-- PROVIDED MATERIAL follows --

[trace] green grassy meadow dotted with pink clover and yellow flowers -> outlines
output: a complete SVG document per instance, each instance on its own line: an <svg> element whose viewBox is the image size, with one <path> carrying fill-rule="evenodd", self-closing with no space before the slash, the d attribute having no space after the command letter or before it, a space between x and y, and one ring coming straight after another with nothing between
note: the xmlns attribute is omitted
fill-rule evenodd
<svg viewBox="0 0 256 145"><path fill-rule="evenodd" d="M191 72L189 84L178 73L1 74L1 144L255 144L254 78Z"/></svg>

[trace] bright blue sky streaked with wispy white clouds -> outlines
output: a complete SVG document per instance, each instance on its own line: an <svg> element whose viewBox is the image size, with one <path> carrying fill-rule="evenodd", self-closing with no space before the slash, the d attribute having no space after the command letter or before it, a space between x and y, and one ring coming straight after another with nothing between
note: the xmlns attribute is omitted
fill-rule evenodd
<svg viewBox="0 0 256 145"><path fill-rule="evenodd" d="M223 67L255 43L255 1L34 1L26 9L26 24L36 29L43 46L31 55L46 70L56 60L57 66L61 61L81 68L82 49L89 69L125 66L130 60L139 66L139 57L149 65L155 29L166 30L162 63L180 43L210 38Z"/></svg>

-- PROVIDED MATERIAL concluded --
-- PROVIDED MATERIAL follows --

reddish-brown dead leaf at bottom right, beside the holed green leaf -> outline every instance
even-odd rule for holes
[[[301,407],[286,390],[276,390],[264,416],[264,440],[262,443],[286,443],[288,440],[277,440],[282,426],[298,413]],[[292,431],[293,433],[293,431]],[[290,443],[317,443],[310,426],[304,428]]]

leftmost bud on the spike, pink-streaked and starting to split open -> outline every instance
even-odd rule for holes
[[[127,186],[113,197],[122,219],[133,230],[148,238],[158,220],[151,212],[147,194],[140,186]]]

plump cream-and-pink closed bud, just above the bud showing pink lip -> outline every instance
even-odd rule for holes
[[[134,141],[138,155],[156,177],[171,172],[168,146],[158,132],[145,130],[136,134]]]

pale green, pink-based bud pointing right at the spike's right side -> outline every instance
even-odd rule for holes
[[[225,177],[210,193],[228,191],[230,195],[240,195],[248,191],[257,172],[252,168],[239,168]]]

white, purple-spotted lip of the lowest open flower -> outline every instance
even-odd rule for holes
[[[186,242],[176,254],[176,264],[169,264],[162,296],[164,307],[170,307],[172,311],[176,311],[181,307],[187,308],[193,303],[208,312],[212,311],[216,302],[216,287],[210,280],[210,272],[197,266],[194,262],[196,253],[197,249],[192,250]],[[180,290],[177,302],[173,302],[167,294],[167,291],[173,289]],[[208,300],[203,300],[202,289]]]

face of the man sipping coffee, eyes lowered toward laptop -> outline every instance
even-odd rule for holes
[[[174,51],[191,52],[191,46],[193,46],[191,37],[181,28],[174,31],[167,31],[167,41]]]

-- PROVIDED MATERIAL concluded --
-- PROVIDED MATERIAL follows --

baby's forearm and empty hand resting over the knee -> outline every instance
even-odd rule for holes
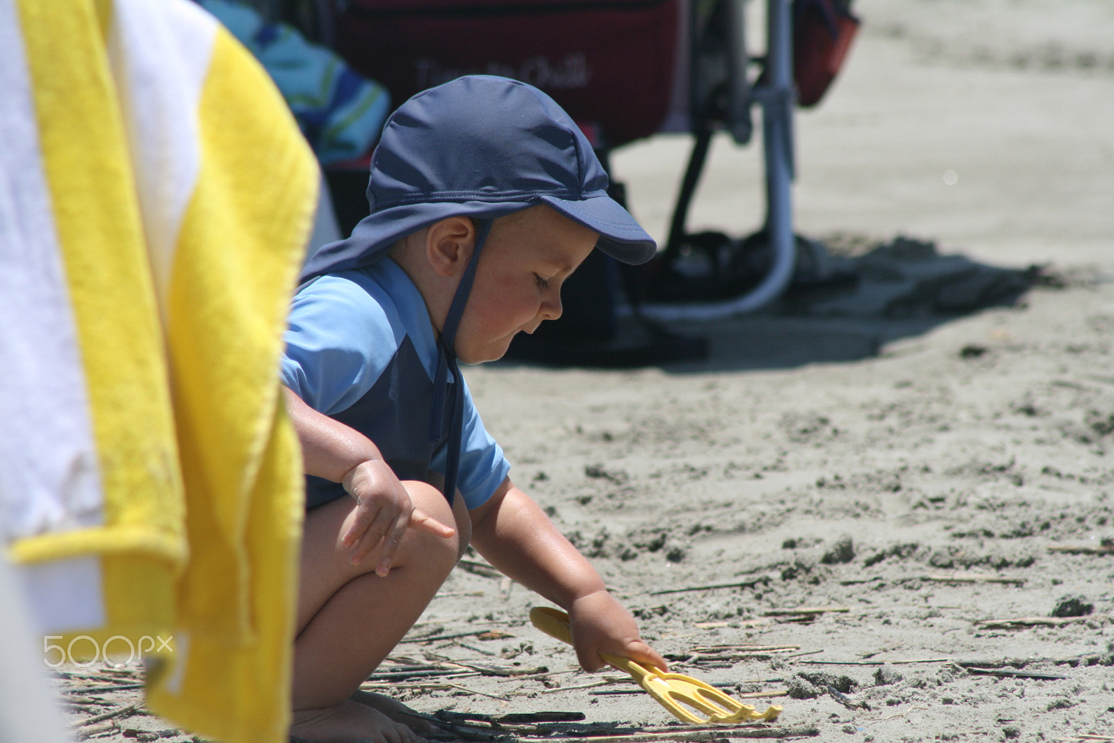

-- PROVIDED MATERIAL concluded --

> [TASK GOAL]: Each line containing the word "pink" must be pulled from the listing and copied.

> [RESPONSE TO THE TASK]:
[trace] green grassy meadow dotted with pink clover and yellow flowers -> outlines
leftmost bud on the spike, pink-streaked and starting to split open -> outline every instance
plump cream-and-pink closed bud, just above the bud showing pink lip -> outline every instance
pale green, pink-based bud pointing right at the spike's right side -> outline every instance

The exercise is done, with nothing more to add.